- _AIM OF THE EXERCISE_
Revise the records below by replacing "Trace every instance of" with "Outline every instance of" wherever it occurs, and leave everything else unchanged.

- _INPUT FOR THIS TASK_
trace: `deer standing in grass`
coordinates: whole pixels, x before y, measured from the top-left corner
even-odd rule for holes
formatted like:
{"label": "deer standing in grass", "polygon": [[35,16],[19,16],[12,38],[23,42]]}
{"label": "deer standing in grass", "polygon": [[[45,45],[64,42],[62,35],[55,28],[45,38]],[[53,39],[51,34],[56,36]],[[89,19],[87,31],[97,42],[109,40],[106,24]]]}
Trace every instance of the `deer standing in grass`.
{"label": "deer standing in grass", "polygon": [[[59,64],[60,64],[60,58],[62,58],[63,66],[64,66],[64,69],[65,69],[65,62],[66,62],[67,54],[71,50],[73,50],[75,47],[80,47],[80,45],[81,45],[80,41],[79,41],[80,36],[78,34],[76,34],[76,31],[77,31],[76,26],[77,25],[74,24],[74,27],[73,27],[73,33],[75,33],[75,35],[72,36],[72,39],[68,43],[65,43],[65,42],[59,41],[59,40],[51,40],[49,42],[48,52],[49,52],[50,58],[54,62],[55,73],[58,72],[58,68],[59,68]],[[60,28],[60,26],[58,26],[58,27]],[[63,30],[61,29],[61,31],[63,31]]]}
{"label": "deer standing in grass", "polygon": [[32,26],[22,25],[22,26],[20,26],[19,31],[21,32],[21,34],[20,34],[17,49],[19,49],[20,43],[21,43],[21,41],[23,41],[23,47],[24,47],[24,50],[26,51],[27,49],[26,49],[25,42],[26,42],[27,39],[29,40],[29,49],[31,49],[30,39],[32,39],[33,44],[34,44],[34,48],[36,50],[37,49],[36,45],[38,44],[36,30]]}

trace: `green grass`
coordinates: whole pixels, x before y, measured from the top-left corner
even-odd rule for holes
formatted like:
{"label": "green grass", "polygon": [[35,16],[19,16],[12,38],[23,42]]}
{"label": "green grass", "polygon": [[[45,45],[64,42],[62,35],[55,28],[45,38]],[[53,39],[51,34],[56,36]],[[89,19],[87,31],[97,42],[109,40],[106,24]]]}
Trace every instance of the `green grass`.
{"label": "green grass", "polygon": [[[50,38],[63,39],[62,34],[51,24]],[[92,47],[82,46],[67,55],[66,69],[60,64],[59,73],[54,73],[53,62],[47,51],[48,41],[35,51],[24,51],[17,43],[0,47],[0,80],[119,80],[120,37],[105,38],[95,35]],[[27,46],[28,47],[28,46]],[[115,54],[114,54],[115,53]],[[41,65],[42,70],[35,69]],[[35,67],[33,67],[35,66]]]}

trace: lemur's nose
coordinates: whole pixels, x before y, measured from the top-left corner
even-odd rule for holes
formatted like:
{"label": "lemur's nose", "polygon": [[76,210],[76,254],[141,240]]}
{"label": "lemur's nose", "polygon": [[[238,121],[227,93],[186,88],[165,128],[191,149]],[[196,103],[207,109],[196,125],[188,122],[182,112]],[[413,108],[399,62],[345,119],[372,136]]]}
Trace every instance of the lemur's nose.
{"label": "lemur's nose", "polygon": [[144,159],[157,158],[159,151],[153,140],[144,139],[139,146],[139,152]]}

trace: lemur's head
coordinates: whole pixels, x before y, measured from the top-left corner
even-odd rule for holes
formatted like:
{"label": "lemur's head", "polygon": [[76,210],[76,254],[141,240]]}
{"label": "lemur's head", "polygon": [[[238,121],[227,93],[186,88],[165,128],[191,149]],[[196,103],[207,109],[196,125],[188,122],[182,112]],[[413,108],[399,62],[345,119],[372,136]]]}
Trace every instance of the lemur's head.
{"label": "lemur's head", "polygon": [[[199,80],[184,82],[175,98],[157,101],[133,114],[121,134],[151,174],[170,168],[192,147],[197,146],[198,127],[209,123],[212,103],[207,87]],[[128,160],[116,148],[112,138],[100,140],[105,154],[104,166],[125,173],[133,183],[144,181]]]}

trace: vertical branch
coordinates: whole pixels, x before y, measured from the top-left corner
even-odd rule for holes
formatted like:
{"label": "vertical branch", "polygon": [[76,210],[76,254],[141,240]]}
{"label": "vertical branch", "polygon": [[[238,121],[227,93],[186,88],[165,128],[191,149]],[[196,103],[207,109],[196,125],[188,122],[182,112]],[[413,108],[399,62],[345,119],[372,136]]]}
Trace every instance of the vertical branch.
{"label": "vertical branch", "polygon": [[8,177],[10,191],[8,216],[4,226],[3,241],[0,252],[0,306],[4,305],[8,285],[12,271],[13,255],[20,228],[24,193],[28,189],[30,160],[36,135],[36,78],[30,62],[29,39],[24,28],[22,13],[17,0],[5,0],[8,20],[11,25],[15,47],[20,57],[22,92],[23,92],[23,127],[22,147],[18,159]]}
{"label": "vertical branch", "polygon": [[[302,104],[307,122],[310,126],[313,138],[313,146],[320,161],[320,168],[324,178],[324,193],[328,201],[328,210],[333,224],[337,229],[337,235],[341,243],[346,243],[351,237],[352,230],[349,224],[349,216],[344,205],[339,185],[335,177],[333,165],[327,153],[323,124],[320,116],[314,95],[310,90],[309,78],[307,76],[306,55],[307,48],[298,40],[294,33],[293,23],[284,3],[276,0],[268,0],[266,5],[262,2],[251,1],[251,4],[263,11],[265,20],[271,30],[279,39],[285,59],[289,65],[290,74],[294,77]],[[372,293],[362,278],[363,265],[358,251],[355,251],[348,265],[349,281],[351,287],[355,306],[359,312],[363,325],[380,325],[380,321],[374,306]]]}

- _COMPLETED TASK_
trace: `deer standing in grass`
coordinates: whole pixels, x before y, measured from the top-left corner
even-odd rule for holes
formatted like:
{"label": "deer standing in grass", "polygon": [[35,16],[19,16],[12,38],[23,42]]}
{"label": "deer standing in grass", "polygon": [[[45,45],[64,42],[62,35],[55,28],[45,38]],[[53,39],[51,34],[56,36]],[[89,19],[87,31],[97,42],[109,40],[106,24]]]}
Outline every instance of the `deer standing in grass`.
{"label": "deer standing in grass", "polygon": [[[59,64],[60,64],[60,58],[62,58],[63,66],[64,66],[64,69],[65,69],[65,62],[66,62],[67,54],[71,50],[73,50],[75,47],[80,47],[80,45],[81,45],[80,41],[79,41],[80,36],[78,34],[76,34],[76,31],[77,31],[76,26],[77,25],[74,24],[74,27],[73,27],[73,33],[75,33],[75,35],[72,36],[72,39],[68,43],[65,43],[65,42],[59,41],[59,40],[51,40],[49,42],[48,52],[49,52],[50,58],[54,62],[55,73],[58,72],[58,68],[59,68]],[[60,28],[60,26],[58,26],[58,27]],[[63,30],[61,29],[61,31],[63,31]]]}
{"label": "deer standing in grass", "polygon": [[32,26],[22,25],[22,26],[20,26],[19,31],[21,32],[21,34],[20,34],[17,49],[19,49],[20,43],[21,43],[21,41],[23,41],[23,47],[24,47],[24,50],[26,51],[27,49],[26,49],[25,42],[26,42],[27,39],[29,40],[29,49],[31,49],[30,39],[32,39],[33,44],[34,44],[34,48],[36,50],[37,49],[36,45],[38,44],[36,30]]}

trace: `green grass`
coordinates: whole pixels, x before y, measured from the top-left corner
even-odd rule for holes
formatted like:
{"label": "green grass", "polygon": [[35,16],[19,16],[12,38],[23,42]]}
{"label": "green grass", "polygon": [[[45,45],[64,42],[62,35],[55,28],[45,38]],[[53,39],[51,34],[56,36]],[[89,19],[87,31],[97,42],[109,40],[106,24]]]}
Outline every instance of the `green grass`.
{"label": "green grass", "polygon": [[[50,38],[63,39],[62,34],[51,24]],[[92,47],[82,46],[67,55],[66,69],[60,64],[59,73],[54,73],[53,62],[47,51],[48,41],[35,51],[24,51],[17,43],[0,47],[0,80],[119,80],[120,37],[105,38],[95,35]],[[27,46],[28,47],[28,46]],[[115,54],[114,54],[115,53]],[[41,65],[42,70],[35,69]],[[35,67],[33,67],[35,66]]]}

trace: lemur's nose
coordinates: whole pixels, x before y, measured from the top-left corner
even-odd rule for holes
formatted like:
{"label": "lemur's nose", "polygon": [[76,210],[76,254],[141,240]]}
{"label": "lemur's nose", "polygon": [[[238,121],[227,93],[186,88],[165,128],[191,149]],[[196,103],[207,109],[196,125],[188,122],[182,112]],[[413,108],[399,62],[345,119],[372,136]]]}
Outline every instance of the lemur's nose.
{"label": "lemur's nose", "polygon": [[144,159],[157,158],[159,151],[153,140],[144,139],[139,146],[139,152]]}

trace: lemur's head
coordinates: whole pixels, x before y, measured from the top-left corner
even-odd rule for holes
formatted like:
{"label": "lemur's head", "polygon": [[76,210],[76,254],[141,240]]}
{"label": "lemur's head", "polygon": [[[238,121],[227,93],[186,88],[165,128],[191,149]],[[196,103],[207,109],[196,125],[188,122],[182,112]],[[413,108],[399,62],[345,119],[372,136]]]}
Outline every instance of the lemur's head.
{"label": "lemur's head", "polygon": [[[199,80],[184,82],[175,98],[157,101],[133,114],[121,134],[151,174],[170,168],[192,147],[197,146],[198,127],[209,123],[212,103],[207,87]],[[128,160],[116,148],[112,138],[100,140],[105,154],[104,166],[125,173],[133,183],[144,181]]]}

trace: vertical branch
coordinates: whole pixels, x before y, measured from the top-left corner
even-odd rule for holes
formatted like:
{"label": "vertical branch", "polygon": [[76,210],[76,254],[141,240]]}
{"label": "vertical branch", "polygon": [[[238,121],[227,93],[186,88],[165,128],[191,149]],[[196,103],[207,109],[196,125],[188,122],[182,112]],[[413,108],[399,62],[345,119],[372,136]]]}
Outline every instance of the vertical branch.
{"label": "vertical branch", "polygon": [[8,177],[10,191],[8,216],[4,226],[3,241],[0,252],[0,306],[4,305],[8,285],[12,271],[13,255],[20,228],[24,193],[28,189],[30,160],[36,135],[36,78],[30,62],[29,39],[24,28],[22,13],[17,0],[5,0],[8,20],[11,25],[15,47],[20,57],[22,92],[23,92],[23,127],[22,147],[18,159]]}
{"label": "vertical branch", "polygon": [[[302,104],[307,122],[310,126],[313,138],[313,146],[320,161],[320,168],[324,178],[324,193],[328,201],[328,210],[333,224],[337,229],[337,235],[341,243],[346,243],[351,237],[352,230],[349,224],[349,216],[344,205],[339,185],[335,177],[333,165],[327,153],[323,124],[320,116],[314,95],[310,90],[309,78],[307,76],[306,55],[307,48],[298,40],[294,33],[293,23],[284,3],[276,0],[268,0],[266,5],[262,2],[251,1],[251,4],[263,11],[265,20],[271,30],[279,39],[285,59],[289,65],[290,74],[294,77]],[[372,293],[362,278],[363,265],[358,251],[355,251],[348,265],[349,281],[351,287],[355,306],[359,312],[363,325],[380,325],[380,321],[374,306]]]}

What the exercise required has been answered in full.